アセロラ小胞を担体とした新規DDS開発で核酸医薬の経口投与を可能に  東京医大分子病理学分野

 東京医科大学分子病理学分野の黒田雅彦主任教授らは19日、アセロラを含む植物果汁から抽出したエクソソーム様小胞を用いた新たなドラッグデリバリーシステム(Drug Delivery System; DDS)を開発したと発表した。開発されたDDSは、核酸医薬への応用によりその経口投与が可能となるため、核酸医薬品の適応性拡大が期待される。今後、この成果をもとに、AMED橋渡し研究拠点事業の支援を受けて、経口投与核酸医薬品の開発が行わる。
 同研究は、日本学術振興会科学研究費補助金並びに文科省私立大学戦略的研究基盤形成支援事業の支援のもとで行われたもの。研究成果は、国際科学誌 Molecular Therapy – Methods & Clinical Development(オンライン版)に10日付けで掲載された。
 核酸医薬は従来の低分子化合物や抗体医薬とは異なり、遺伝子発現の制御を標的にできることで注目を集めている。特に、昨年からのコロナ禍における新型コロナワクチン開発競争では、新規の創薬モダリティとしてmRNAワクチンを含む核酸医薬が世間に印象づけられた。

○ ○ ○ ○ ○

次の問い
1: 次の(a)〜(c)が上の抜粋の内容と合うかどうかを「はい」か「いいえ」で答え、判断の根拠となる抜粋の語句をそのまま引用せよ。
(a) 研究成果は国際科学誌のオンライン版に掲載された。
(b) エクソソーム様小胞はアセロラの果汁だけから抽出された。
(c) 今回の研究はAMED橋渡し研究拠点事業の支援のもとで行われた。
2: 上の抜粋によれば、開発されたDDSで核酸医薬品の適応性拡大が期待されるのはなぜか。1〜3文で説明せよ。

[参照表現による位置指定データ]
○ ○ ○ ○ ○

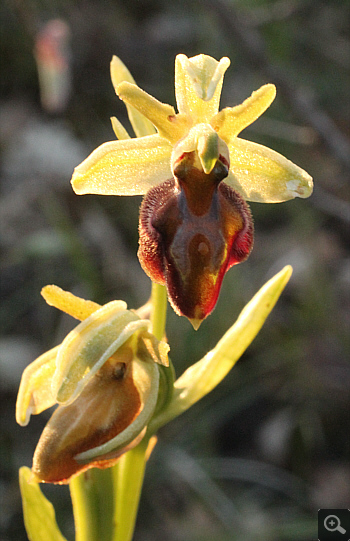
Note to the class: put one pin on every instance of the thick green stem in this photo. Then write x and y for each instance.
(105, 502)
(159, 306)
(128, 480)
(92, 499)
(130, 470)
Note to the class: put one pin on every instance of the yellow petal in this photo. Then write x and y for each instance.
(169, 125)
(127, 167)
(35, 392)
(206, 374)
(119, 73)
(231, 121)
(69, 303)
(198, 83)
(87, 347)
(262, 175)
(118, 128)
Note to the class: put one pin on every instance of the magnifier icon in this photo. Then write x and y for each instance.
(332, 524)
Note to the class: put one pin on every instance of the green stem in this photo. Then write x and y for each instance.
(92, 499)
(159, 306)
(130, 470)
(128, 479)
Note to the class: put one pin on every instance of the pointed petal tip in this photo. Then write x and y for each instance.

○ ○ ○ ○ ○

解答
1:
(a) はい。「国際科学誌 Molecular Therapy – Methods & Clinical Development(オンライン版)に10日付けで掲載された」
(b) いいえ。「アセロラを含む植物果汁から抽出したエクソソーム様小胞」
(c) いいえ。「日本学術振興会科学研究費補助金並びに文科省私立大学戦略的研究基盤形成支援事業の支援のもとで行われたもの」

2: このDDSを核酸医薬に応用すると、核酸医薬を経口投与できるようになるからである。